## [What to work on]
Begin with the line that contains "the black sleeveless" and transcribe each line after it, up to and including the last line of the listing below.

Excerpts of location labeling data
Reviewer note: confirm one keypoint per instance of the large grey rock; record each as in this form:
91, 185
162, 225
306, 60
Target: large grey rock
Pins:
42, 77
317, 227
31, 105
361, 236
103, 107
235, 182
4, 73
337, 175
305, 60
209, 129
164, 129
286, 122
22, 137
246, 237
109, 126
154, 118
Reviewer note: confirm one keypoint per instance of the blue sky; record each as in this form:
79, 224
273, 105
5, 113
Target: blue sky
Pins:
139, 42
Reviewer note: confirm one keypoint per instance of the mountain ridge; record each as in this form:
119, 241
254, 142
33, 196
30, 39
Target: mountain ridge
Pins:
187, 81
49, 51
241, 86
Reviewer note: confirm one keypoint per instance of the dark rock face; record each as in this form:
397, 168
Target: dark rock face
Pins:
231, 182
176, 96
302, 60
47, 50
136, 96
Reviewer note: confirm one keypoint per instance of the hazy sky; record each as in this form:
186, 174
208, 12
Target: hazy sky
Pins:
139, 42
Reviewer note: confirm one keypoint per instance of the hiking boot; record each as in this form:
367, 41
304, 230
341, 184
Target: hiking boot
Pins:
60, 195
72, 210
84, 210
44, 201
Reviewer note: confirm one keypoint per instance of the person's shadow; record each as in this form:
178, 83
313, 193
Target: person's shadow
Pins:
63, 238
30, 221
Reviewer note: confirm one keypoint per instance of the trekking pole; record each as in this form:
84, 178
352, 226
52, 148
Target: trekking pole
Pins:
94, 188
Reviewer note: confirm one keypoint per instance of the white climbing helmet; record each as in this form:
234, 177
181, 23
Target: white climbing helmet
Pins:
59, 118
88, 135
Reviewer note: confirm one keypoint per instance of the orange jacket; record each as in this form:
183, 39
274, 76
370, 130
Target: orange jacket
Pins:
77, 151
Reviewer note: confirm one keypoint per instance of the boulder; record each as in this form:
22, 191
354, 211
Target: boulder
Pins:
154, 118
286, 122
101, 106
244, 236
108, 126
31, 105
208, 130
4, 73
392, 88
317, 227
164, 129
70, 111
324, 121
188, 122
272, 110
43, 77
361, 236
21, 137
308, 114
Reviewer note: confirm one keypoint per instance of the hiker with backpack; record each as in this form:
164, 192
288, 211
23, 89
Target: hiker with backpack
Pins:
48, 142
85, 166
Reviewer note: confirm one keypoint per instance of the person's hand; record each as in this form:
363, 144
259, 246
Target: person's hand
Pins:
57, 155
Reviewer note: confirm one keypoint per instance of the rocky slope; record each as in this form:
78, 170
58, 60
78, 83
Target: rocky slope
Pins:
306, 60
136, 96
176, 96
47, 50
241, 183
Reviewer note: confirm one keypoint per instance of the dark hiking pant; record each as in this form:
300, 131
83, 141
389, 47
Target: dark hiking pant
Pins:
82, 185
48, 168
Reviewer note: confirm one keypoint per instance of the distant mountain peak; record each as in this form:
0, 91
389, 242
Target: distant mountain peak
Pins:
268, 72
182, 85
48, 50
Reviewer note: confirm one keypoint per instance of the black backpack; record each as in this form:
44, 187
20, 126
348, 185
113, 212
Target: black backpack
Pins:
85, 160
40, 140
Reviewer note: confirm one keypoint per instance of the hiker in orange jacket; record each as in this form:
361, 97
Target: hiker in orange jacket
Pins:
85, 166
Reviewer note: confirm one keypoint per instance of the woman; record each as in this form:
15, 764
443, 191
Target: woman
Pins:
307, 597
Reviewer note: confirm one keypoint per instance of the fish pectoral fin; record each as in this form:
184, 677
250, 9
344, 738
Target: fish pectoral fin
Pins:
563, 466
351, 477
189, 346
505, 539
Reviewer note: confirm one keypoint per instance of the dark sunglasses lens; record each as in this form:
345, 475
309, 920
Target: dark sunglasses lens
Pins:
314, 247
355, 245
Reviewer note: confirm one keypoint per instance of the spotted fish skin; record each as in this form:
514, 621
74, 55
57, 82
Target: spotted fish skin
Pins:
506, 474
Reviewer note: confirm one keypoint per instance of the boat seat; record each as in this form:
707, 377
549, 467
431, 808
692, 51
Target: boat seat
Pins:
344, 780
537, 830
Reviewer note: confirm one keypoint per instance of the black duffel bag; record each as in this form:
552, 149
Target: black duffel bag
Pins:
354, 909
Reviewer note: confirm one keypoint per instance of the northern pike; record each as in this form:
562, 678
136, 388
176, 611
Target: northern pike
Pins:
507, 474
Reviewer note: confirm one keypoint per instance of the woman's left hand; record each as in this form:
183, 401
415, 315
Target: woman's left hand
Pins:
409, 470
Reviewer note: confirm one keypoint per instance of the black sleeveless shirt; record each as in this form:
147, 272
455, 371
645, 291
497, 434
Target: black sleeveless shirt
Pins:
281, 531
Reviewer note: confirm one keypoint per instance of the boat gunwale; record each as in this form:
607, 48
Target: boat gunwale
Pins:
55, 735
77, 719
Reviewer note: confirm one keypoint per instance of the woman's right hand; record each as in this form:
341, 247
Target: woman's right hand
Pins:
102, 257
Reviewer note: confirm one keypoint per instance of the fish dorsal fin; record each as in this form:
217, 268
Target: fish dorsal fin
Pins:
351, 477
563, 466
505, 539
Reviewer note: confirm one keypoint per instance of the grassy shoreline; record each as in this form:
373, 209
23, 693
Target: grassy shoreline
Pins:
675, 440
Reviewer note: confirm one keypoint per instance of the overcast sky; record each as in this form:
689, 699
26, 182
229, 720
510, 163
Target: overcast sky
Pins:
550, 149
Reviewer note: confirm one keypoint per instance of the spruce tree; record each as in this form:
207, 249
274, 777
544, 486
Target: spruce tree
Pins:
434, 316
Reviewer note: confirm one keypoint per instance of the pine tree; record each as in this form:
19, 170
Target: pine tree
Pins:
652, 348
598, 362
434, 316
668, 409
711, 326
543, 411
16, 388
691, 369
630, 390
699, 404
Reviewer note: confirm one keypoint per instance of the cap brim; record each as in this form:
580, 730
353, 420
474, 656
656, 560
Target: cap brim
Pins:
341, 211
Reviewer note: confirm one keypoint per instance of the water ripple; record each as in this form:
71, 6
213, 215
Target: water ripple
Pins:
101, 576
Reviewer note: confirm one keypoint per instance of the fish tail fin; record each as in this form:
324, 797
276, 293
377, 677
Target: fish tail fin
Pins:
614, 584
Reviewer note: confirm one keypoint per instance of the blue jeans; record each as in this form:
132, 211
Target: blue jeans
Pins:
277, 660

## [Right answer]
Reviewer note: confirm one keypoint per instance of the black sleeveless shirt; record each as in this form:
147, 272
455, 371
645, 291
497, 434
Target: black sleeveless shirt
Pins:
281, 531
Reviewer note: confirm one keypoint per instance of the boat gunwale; record each as in this form:
607, 48
Target: boat gunwale
Pins:
55, 735
77, 719
Reviewer note: confirm one keypoint per instance of the woman's right hand; record each as in this form:
341, 247
Target: woman's right hand
Pins:
102, 257
Reviewer note: confirm one keypoint per instance of the fish dorsal fin; record each as in this form:
217, 268
Target: fish dorsal fin
Pins:
351, 477
563, 466
505, 539
Reviewer note: confirm one keypoint per instance of the grassy shoreline; record each as in this form:
373, 209
23, 693
Target: grassy shoreline
Pins:
675, 440
Reviewer note: confirm one keypoint per instance of the overcast sky; record each as in this form:
689, 699
26, 182
229, 720
510, 163
Target: overcast sky
Pins:
550, 149
Reviewer note: confirm one keypoint per instance of the spruce tree; record each as in this form:
207, 249
274, 777
544, 486
Target: spruce tree
Pins:
434, 316
Reviewer note: confirm one keypoint per instance of the pine tree; record each as in this form:
19, 170
Target: pine tree
Pins:
652, 348
598, 362
434, 316
668, 409
711, 326
543, 411
16, 388
691, 369
630, 390
699, 404
Reviewer note: confirm one keypoint per instance of the cap brim; record each as in this form:
580, 730
353, 420
474, 656
656, 560
Target: cap brim
Pins:
341, 211
Reviewer note: confirm one keypoint per instance of the water ripple; record each as in this form:
71, 6
213, 215
Target: water ripple
Pins:
101, 576
Reviewer note: confirm one keypoint per instance of the fish tail fin; record each as in this form:
324, 797
276, 293
377, 677
Target: fish tail fin
Pins:
614, 584
Reviewer note: confirm one keypoint per instance of the blue jeans; record each as in this form:
132, 211
Target: blue jeans
Pins:
277, 660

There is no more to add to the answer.